--- Begin ---
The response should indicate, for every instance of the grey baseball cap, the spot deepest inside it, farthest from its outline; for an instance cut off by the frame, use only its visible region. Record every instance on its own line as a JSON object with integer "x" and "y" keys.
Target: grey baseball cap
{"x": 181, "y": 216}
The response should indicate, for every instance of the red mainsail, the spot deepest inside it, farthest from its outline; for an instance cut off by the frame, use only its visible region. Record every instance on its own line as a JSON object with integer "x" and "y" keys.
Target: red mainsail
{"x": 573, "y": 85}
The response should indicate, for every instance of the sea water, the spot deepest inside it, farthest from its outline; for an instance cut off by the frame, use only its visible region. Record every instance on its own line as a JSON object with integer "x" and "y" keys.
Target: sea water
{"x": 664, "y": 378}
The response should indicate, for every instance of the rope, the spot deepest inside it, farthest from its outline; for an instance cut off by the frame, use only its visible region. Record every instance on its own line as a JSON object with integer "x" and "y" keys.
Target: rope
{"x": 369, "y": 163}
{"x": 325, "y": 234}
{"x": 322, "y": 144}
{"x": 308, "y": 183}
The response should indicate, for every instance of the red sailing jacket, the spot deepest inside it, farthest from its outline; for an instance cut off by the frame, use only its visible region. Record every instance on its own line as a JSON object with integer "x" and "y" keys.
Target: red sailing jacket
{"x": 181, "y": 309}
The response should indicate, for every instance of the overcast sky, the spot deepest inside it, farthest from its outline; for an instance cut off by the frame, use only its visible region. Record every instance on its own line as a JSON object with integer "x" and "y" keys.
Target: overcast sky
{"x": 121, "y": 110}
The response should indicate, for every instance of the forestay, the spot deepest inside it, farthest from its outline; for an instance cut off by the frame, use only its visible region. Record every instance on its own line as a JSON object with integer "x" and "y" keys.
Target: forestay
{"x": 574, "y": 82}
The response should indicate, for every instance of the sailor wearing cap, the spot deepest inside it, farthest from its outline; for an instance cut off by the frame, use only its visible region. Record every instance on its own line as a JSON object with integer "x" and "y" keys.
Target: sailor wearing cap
--- End ---
EXERCISE: All of the material above needs to be retyped word for word.

CORRECT RESULT:
The response should indicate, for every instance of the grey baseball cap, the spot deepest inside it, farthest from its outline; for an instance cut off by the frame, use only its visible region. Record every instance on its own line as a JSON object with integer "x" and "y" keys.
Target: grey baseball cap
{"x": 181, "y": 216}
The response should indicate, for every instance of the red mainsail, the spot deepest inside it, farthest from its outline; for an instance cut off by the frame, use only its visible region. Record every instance on its own line as a JSON object with integer "x" and "y" keys.
Target: red mainsail
{"x": 573, "y": 85}
The response should indicate, for every instance of the sea water, the spot deepest inside it, farthest from its outline; for an instance cut off by the frame, use only its visible region. Record every instance on its own line as a JSON object with integer "x" and "y" keys.
Target: sea water
{"x": 664, "y": 378}
The response should indicate, for every instance of the rope, the spot deepest inside it, farthest from its outline; for an instance cut off by the frame, use only its visible region. Record every instance on its own line as a JSON object with integer "x" and "y" keys.
Target: rope
{"x": 369, "y": 163}
{"x": 325, "y": 234}
{"x": 322, "y": 144}
{"x": 308, "y": 183}
The response should indicate, for every instance of the red sailing jacket, the spot deepest inside it, farthest from its outline; for an instance cut off by the frame, use only its visible region. Record every instance on its own line as a JSON object with integer "x" and "y" keys.
Target: red sailing jacket
{"x": 181, "y": 309}
The response should indicate, for every instance of the overcast sky, the spot deepest inside it, farthest from its outline; for an instance cut off by the frame, use only its visible region. Record every instance on its own line as a JSON object with integer "x" and "y" keys.
Target: overcast sky
{"x": 121, "y": 110}
The response should indicate, for every instance of the forestay, the spot deepest inside it, farthest from its outline; for an instance cut off by the frame, use only its visible region. Record every instance on its own line as a JSON object with integer "x" and "y" keys.
Target: forestay
{"x": 574, "y": 82}
The response should indicate, for every instance of the sailor wearing cap, the spot deepest inside it, farthest from its outline; for an instance cut off by the frame, use only its visible region. Record every instance on its own line as a JSON object with integer "x" and "y" keys.
Target: sailor wearing cap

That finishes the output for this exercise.